[DATA SECTION Boundary: Start]

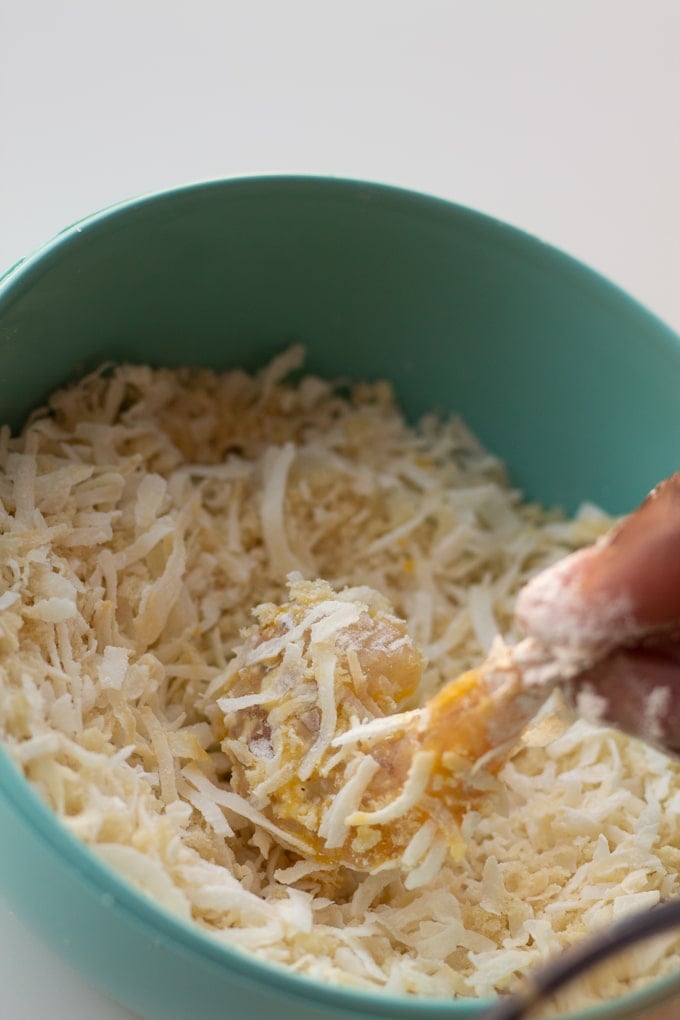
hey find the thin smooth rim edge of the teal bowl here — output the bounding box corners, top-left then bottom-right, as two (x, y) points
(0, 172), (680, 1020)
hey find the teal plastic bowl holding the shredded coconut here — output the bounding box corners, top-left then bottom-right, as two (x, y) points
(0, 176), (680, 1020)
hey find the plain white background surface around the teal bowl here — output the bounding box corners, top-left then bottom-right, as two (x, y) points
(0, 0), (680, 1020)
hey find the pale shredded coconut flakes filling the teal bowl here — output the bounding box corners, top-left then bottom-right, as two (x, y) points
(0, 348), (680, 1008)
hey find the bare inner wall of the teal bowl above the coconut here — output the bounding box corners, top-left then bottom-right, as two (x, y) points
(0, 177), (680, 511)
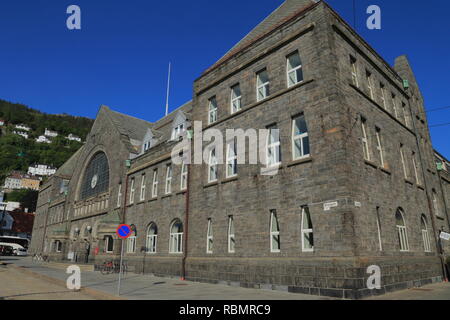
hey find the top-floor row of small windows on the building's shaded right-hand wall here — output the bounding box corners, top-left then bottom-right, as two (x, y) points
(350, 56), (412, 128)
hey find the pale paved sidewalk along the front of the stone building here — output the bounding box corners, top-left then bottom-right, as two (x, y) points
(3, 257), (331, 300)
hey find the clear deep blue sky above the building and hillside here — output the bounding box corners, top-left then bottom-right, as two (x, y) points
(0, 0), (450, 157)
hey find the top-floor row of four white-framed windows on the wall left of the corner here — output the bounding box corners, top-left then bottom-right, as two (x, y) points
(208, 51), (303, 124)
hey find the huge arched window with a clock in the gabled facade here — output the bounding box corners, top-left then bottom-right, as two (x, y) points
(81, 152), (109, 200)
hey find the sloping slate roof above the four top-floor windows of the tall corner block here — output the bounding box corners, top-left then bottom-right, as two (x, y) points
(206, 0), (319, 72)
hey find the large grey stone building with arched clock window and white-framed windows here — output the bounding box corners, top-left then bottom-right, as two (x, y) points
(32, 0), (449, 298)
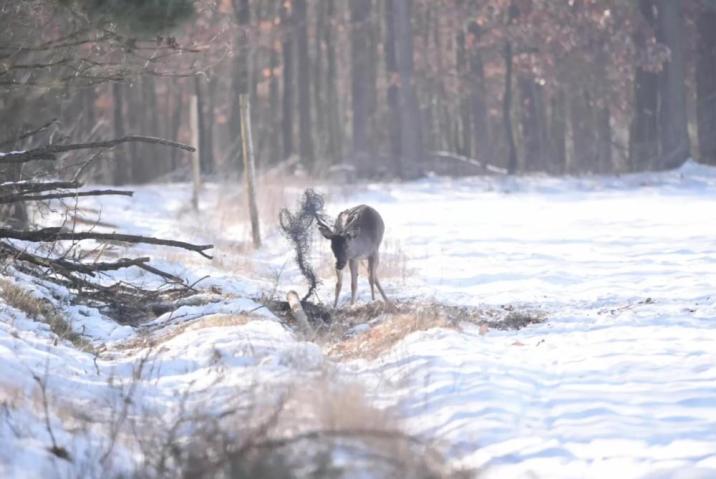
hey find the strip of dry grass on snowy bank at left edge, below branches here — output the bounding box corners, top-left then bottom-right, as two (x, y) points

[DATA SECTION Boundary: End]

HOW TO COMPLETE THIS TASK.
Copy all the records word for word and keep the pictures out.

RESPONSE TO THE TASK.
hey find the thin smooth rim edge of the teal bowl here — output the bounding box corners, top-left then bottom-right, as two (x, y) points
(0, 172), (680, 1020)
hey find the teal plastic bowl holding the shredded coconut here — output the bounding box corners, top-left then bottom-right, as two (x, y) points
(0, 176), (680, 1020)
hey find the plain white background surface around the teal bowl here — output the bounding box corners, top-left then bottom-right, as two (x, y) points
(0, 0), (680, 1020)
hey find the pale shredded coconut flakes filling the teal bowl here — output the bounding box corners, top-left then bottom-right, as two (x, y) points
(0, 348), (680, 1008)
hey find the bare inner wall of the teal bowl above the coconut here — output the bounding box corners, top-left then bottom-right, as two (x, y) points
(0, 177), (680, 511)
hey find the top-floor row of small windows on the building's shaded right-hand wall here — output the bounding box corners, top-left then bottom-right, as two (x, y) points
(350, 56), (412, 128)
hey find the pale paved sidewalk along the front of the stone building here — output the bounding box corners, top-left then bottom-right, as two (x, y) points
(3, 257), (331, 300)
hey find the clear deep blue sky above the building and hillside here — output the bounding box corners, top-left then bottom-right, as two (x, y) points
(0, 0), (450, 157)
hey find the top-floor row of four white-framed windows on the wall left of the corner here — output the bounding box corners, top-left then bottom-right, as two (x, y) points
(208, 51), (303, 124)
hey find the huge arched window with a clock in the gabled facade here — output the bounding box corners, top-left then bottom-right, as two (x, y) points
(81, 152), (109, 200)
hey find the sloping slate roof above the four top-floor windows of the tall corner block here — output the bounding box corners, top-left then bottom-right, as two (x, y) points
(206, 0), (319, 72)
hey find the large grey stone building with arched clock window and white-framed windows here — output the bounding box corners, top-left then bottom-right, as two (x, y) points
(32, 0), (449, 298)
hey find the strip of dry grass on snowy bank at left edge, below branches here — output the bounding box corners, top-left then bottom-right, as two (x, y) points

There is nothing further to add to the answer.